> _Exercise task 1_
Using the answer about trading with the 200-day moving average, decide whether each statement below agrees with it: (a) the 200-day moving average gives a long-term sell signal when price crosses below it; (b) the buy signal example came from the USD/CNY daily chart; (c) the 200-day moving average is the recommended tool for markets that are not trending. Give yes or no for each, backed by the deciding words from the text quoted exactly.
> _Exercise task 2_
In the answer about trading with the 200-day moving average, when does the stated rule say to close a trade based on a moving average line?
> _Exercise task 3_
Extend the answer about trading with the 200-day moving average, picking up right after its last sentence.

> _Passage to read_
%%
How can I use the 200-day MA to become a profitable trader?
Asked by
John Riddle time-icon1 week ago
1 Answer Answer Question

Tom Blackstone
Answered time-icon1 week ago

The 200-period moving average (MA) is a long-term indicator used to determine whether an instrument is in a bear or bull trend. The 200-day MA is especially useful to long-term traders who want to hold on to their positions for weeks and months, but short-term traders also find the indicator helpful.

Here is a look at a few ways in which both long-term and short-term traders can use the 200-day MA to become more profitable.


Generating long-term buy and sell signals

The 200-day moving average typically generates a long-term buy signal when price crosses above it, and it generates a long-term sell signal when price crosses below it. The chart below shows an example of a buy signal generated by the 200-day moving average.

Chart 1: Buy signal generated by the 200-day MA

This example shows a buy signal that was generated by the 200-day MA on the EUR/GBP daily chart. However, there are other subtle lessons that we can learn from the chart. For example, it is clear that we would have given up a significant portion of our profit in September when the price fell.

The rule for trading based on any moving average line is that you only close trades when price crosses the MA line in the opposite direction. Most traders do not like giving up their profits, which is why the 200-day MA is typically used by long-term traders who do not mind giving up huge chunks of their profits as they anticipate more profits in future.

In the above scenario, many traders would have exited the trade as price started falling to secure their existing profits instead of watching as they lost two-thirds of their profits.


Focus mostly on trending markets

Another important aspect of trading based on the 200-day MA is to focus on trading assets that are trending as opposed to assets that are whipsawing, alternating between rallies and declines.

It is best to use other methods of technical analysis in markets that are not trending because you are likely to be more profitable compared to using the 200-day MA in such scenarios.

Chart 2: The 200-day MA in a trending market

The chart above shows the advantage of using the 200-day MA in a trending asset, which is the USD/CNY daily chart in this case.
%%
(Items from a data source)
%%
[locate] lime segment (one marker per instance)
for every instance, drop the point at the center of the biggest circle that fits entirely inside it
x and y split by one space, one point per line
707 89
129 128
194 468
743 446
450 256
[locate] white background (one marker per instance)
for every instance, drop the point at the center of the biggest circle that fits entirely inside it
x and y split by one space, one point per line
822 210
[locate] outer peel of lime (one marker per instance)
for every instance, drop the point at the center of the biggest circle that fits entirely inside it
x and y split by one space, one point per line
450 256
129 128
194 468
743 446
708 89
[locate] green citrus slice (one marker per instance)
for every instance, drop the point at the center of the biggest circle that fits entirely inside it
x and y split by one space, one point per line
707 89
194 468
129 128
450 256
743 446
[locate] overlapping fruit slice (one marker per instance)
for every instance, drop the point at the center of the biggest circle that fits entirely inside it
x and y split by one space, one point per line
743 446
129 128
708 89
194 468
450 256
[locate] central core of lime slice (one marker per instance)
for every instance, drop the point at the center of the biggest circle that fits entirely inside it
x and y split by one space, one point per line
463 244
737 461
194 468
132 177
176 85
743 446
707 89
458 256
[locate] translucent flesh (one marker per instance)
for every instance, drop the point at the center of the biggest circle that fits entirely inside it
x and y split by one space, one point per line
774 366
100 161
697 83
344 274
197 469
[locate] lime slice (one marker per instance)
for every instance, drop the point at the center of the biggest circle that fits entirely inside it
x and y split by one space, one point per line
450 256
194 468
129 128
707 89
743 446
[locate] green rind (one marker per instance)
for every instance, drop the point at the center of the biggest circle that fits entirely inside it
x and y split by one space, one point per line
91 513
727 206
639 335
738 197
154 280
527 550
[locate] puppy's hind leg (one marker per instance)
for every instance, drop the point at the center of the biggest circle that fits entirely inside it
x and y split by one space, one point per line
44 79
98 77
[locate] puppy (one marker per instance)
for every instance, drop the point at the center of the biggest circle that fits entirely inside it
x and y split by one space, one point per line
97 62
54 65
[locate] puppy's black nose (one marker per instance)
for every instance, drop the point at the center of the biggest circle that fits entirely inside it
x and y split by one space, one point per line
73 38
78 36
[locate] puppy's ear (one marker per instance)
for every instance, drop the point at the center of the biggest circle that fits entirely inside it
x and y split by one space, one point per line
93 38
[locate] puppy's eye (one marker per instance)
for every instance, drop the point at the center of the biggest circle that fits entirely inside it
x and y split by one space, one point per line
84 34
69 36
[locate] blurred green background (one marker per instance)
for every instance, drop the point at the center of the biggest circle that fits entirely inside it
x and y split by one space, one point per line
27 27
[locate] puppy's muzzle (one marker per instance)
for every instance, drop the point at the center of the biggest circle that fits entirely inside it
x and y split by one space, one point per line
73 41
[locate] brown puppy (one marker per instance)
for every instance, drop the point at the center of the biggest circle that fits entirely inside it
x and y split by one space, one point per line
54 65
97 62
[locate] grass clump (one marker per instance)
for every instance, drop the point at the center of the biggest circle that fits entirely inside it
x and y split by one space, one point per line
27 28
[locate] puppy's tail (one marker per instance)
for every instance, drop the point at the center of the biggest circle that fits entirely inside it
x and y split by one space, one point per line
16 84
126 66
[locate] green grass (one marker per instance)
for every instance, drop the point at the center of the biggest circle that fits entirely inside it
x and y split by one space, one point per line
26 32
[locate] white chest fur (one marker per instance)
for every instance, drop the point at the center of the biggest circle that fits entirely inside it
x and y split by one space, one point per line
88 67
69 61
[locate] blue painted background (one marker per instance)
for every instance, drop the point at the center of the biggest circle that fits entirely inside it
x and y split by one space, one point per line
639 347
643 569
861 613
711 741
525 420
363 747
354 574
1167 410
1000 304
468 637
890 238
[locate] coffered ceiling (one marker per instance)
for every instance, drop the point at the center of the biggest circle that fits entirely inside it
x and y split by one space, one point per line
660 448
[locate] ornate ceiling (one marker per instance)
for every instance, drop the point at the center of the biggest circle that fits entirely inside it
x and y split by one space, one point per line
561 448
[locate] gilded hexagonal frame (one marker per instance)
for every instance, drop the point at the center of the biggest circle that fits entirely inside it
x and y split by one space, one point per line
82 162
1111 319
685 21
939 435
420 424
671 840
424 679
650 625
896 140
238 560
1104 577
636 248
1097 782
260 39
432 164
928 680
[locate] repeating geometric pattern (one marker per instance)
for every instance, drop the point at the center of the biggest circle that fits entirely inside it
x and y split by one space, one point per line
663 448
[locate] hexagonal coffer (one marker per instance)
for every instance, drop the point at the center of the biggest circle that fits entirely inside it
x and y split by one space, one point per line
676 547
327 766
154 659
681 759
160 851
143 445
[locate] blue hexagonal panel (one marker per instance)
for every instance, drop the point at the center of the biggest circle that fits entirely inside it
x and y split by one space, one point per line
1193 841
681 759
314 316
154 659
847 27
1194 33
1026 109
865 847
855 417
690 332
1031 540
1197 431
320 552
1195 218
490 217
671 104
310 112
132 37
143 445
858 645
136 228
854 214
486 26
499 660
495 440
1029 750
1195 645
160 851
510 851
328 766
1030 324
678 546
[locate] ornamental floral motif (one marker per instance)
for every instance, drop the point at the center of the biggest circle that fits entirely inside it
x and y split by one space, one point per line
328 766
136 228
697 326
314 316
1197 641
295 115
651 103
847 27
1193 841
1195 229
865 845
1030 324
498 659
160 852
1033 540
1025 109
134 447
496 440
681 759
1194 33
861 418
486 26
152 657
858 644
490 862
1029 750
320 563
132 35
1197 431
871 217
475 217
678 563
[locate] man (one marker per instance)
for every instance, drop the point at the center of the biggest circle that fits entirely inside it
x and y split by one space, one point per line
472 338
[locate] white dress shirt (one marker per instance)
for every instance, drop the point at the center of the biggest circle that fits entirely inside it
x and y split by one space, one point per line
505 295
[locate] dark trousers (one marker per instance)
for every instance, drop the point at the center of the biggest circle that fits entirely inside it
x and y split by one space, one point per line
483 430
%%
> _Right answer 1_
(a) Yes: "it generates a long-term sell signal when price crosses below it"
(b) No: "generated by the 200-day MA on the EUR/GBP daily chart"
(c) No: "It is best to use other methods of technical analysis in markets that are not trending"

> _Right answer 2_
Only when price crosses the MA line in the opposite direction.

> _Right answer 3_
You can see that the sell signals lead to a major decline and that traders do not have to give up a lot of their profits during pullbacks compared to the first chart. Most traders would have held their trades for the entire period that price was below the 200-day MA and would have closed their positions when price crossed above the MA line without giving up much of their profits.


How to enter trades midway through a trend

Another important aspect of trading the 200-day MA is choosing a trade entry point once the price has either crossed above or below the MA line and a new trend has begun. There are several ways to find high-probability trade entry positions in such cases, but the underlying principle is to focus on corrective structures and key levels.

Chart 3: Optional trade entry points using the 200-day MA

The Apple Inc. (AAPL) chart above shows three different key areas where traders had a chance to get into long trades on Apple stock after the price was already above the 200-day MA.

The first two entry points are at a support/resistance level, which is a key level, but it did not provide the best entry setup in this case as price fell shortly afterwards.

The second set of entry points provided the best risk-reward opportunities because they were pullbacks to the 200-day MA, which were followed by a strong continuation of the existing bullish trend.

The third trade setup occurred on a corrective structure where price pulled back in the form of a bearish trend, creating one last opportunity for traders to enter into a long trend and benefit from the final leg of the bullish trend.


The bottom line

The 200-period moving average is a dynamic indicator whose primary function is to define a bullish or bearish trend depending on whether the price is above or below this long-term indicator. There are specific conditions where the 200-day MA works perfectly, and there are situations where it does not work as well. You may find other opportunities to enter into trades based on the 200-day MA if you missed the initial signal, as shown above.